• [Task brief]: Copy the lines below verbatim, starting at the line that contains "Q: Pinpoint the triangular" and ending at the line that contains "[[600, 354, 617, 388], [89, 255, 142, 376]]", with both of those lines included.

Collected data

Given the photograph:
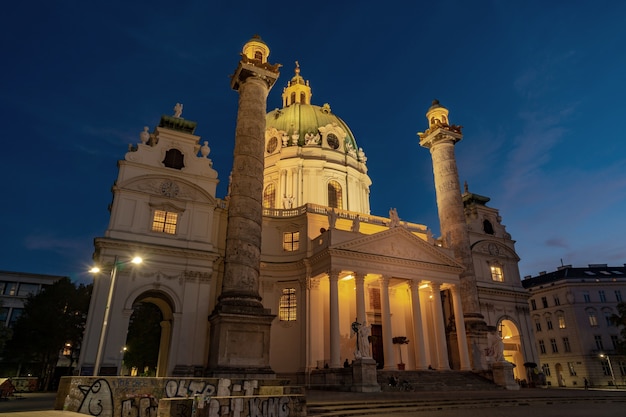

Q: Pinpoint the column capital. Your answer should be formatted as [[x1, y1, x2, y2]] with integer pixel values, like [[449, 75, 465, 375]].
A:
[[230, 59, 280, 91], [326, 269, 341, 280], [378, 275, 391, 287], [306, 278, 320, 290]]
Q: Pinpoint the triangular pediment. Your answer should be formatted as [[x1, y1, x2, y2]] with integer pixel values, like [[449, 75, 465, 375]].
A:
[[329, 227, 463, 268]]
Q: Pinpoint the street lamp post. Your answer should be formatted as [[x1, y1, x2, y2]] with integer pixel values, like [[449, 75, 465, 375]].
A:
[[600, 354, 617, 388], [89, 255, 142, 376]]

---

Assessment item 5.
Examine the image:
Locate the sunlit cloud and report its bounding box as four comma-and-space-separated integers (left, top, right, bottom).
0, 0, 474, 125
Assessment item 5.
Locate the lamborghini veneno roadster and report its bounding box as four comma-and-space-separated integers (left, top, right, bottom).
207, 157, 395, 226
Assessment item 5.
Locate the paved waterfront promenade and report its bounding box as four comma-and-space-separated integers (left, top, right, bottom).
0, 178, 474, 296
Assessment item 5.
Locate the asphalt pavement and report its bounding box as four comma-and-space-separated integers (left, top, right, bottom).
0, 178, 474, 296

• [Written answer]:
Q: Pinpoint the triangular pediment. Your answer should be formatted as [[x1, y1, x2, y2]] with integer pixel values, like [[449, 75, 465, 375]].
A:
[[329, 227, 463, 268]]
Q: Pinpoint the street lamp post. Your answer should be formatted as [[x1, y1, x2, y2]] with integer pixel values, like [[449, 75, 465, 375]].
A:
[[600, 354, 617, 388], [89, 255, 142, 376]]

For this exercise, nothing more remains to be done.